(Stored data entries)
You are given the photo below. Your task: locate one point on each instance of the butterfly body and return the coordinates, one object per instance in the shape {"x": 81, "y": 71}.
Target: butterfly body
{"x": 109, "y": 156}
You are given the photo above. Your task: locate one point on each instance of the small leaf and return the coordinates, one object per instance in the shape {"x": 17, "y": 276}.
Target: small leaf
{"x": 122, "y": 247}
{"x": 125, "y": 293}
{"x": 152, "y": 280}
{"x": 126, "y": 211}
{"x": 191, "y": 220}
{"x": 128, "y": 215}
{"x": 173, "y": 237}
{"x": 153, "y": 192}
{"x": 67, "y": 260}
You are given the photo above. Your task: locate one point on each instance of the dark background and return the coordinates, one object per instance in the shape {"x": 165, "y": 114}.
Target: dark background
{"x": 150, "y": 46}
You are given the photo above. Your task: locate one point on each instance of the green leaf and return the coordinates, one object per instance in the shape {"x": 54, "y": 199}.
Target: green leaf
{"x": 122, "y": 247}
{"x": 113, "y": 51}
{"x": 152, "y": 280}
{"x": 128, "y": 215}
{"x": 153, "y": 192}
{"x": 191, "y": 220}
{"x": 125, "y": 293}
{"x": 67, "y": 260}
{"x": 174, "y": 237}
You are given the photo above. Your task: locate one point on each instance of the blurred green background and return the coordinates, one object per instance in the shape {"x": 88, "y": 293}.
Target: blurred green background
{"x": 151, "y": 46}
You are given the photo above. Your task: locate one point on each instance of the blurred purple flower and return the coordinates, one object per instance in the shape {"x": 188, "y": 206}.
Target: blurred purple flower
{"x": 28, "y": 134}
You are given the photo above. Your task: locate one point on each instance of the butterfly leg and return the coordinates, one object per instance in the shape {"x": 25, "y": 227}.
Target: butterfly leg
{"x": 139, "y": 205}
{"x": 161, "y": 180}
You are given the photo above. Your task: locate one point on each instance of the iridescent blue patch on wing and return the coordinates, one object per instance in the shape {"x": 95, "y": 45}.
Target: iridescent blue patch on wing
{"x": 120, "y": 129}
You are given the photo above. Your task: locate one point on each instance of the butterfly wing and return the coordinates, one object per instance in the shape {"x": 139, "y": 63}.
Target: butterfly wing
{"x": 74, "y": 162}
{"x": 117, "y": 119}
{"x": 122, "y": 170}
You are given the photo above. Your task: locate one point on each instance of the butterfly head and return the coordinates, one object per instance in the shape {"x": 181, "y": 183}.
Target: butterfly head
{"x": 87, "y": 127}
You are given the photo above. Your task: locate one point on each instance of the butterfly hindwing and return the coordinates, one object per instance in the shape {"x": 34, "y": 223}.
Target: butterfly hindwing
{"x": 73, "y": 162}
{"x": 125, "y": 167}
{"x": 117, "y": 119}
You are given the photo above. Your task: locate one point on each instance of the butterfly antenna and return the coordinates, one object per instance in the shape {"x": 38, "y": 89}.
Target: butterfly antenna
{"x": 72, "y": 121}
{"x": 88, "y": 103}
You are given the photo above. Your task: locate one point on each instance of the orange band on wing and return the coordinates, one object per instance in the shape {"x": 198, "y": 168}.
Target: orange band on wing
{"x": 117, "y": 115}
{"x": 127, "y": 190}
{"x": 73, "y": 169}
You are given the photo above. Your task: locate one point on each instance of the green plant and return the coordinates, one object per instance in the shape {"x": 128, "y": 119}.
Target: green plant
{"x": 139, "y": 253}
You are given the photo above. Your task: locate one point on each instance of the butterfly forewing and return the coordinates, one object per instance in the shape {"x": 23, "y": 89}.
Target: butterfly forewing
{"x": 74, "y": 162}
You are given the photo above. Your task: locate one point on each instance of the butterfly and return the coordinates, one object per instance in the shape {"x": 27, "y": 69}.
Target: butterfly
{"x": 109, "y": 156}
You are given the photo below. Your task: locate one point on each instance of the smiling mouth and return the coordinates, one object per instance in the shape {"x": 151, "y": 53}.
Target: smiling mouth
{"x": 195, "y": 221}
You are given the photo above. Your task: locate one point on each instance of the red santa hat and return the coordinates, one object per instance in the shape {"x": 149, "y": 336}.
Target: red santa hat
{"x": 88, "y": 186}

◆ To do
Please restate every line of the records exactly.

◆ Solution to the problem
You are given the photo below. Your task: locate one point on each instance of the butterfly body and return the coordinates, one object per instance in the shape {"x": 81, "y": 71}.
Target: butterfly body
{"x": 109, "y": 156}
You are given the photo above. Your task: locate one point on each instance of the small leaf and return the coordinates, one object per instance in the shape {"x": 17, "y": 276}.
Target: small leaf
{"x": 122, "y": 247}
{"x": 125, "y": 293}
{"x": 152, "y": 280}
{"x": 126, "y": 211}
{"x": 191, "y": 220}
{"x": 128, "y": 215}
{"x": 173, "y": 237}
{"x": 153, "y": 192}
{"x": 67, "y": 260}
You are given the photo above. Your task: locate one point on each instance of the dark background and return the coordinates, one object per instance in the shape {"x": 165, "y": 114}.
Target: dark background
{"x": 150, "y": 46}
You are given the photo above. Your task: locate one point on each instance of the green leaf and return the coordinates, one object per instance in the shape {"x": 54, "y": 199}.
Target: green leaf
{"x": 122, "y": 247}
{"x": 113, "y": 51}
{"x": 152, "y": 280}
{"x": 128, "y": 215}
{"x": 153, "y": 192}
{"x": 191, "y": 220}
{"x": 125, "y": 293}
{"x": 67, "y": 260}
{"x": 174, "y": 237}
You are given the photo above. Your task: locate one point on each instance of the blurred green background and return the coordinates, one object per instance in the shape {"x": 88, "y": 293}.
Target: blurred green background
{"x": 151, "y": 46}
You are given the photo above. Your task: locate one point on each instance of the blurred purple flower and return the coordinates, one object per instance in the shape {"x": 188, "y": 206}.
Target: blurred purple flower
{"x": 28, "y": 134}
You are given the photo above. Your task: locate one point on each instance of the butterfly leg and return the coordinates, one object per instance in the shape {"x": 25, "y": 227}.
Target: butterfly leg
{"x": 139, "y": 205}
{"x": 161, "y": 180}
You are given the photo above. Your task: locate one point on each instance of the iridescent blue patch on wing and return the coordinates, one object per instance in the shape {"x": 95, "y": 45}.
Target: iridescent blue patch on wing
{"x": 120, "y": 129}
You are given the photo above. Your task: locate one point on each instance of the butterfly wing and return the coordinates, one object per instance in the shape {"x": 139, "y": 63}.
Target: butterfly wing
{"x": 74, "y": 162}
{"x": 117, "y": 119}
{"x": 122, "y": 170}
You are given the photo above. Your task: locate one point on each instance of the butterfly head and return the coordinates, one object per instance in the shape {"x": 181, "y": 183}.
Target: butterfly head
{"x": 87, "y": 127}
You are given the photo above. Your task: locate one point on each instance of the butterfly hindwing and return the coordinates, one object per instance in the shape {"x": 34, "y": 223}.
Target: butterfly hindwing
{"x": 73, "y": 162}
{"x": 125, "y": 167}
{"x": 117, "y": 119}
You are given the photo above. Your task: locate one point on each instance of the butterfly antenna and return the coordinates, one object per instance in the shape {"x": 38, "y": 89}.
Target: butterfly antenna
{"x": 72, "y": 121}
{"x": 88, "y": 103}
You are given the photo above. Your task: locate one point on each instance of the orange band on wing and return the coordinates, one object per instance in the shape {"x": 198, "y": 168}.
Target: orange band on wing
{"x": 117, "y": 115}
{"x": 127, "y": 190}
{"x": 73, "y": 169}
You are given the photo above. Your task: locate one point on each instance of the green plant and return the coordinates, one object per instance in the shape {"x": 128, "y": 119}.
Target: green plant
{"x": 139, "y": 253}
You are given the photo above. Your task: locate one point on each instance of the butterfly forewing and return the coordinates, one object per instance in the shape {"x": 23, "y": 89}.
Target: butterfly forewing
{"x": 74, "y": 162}
You are given the photo above. Your task: locate one point on each instance of the butterfly and return the coordinates, one object per instance in the shape {"x": 27, "y": 69}.
Target: butterfly
{"x": 109, "y": 156}
You are given the photo below. Your task: locate one point on each instance of the smiling mouth and return the coordinates, one object per instance in the shape {"x": 151, "y": 53}.
Target: smiling mouth
{"x": 195, "y": 221}
You are given the photo above. Your task: locate one point on each instance of the red santa hat and return the coordinates, one object per instance in the shape {"x": 149, "y": 336}.
Target: red santa hat
{"x": 88, "y": 186}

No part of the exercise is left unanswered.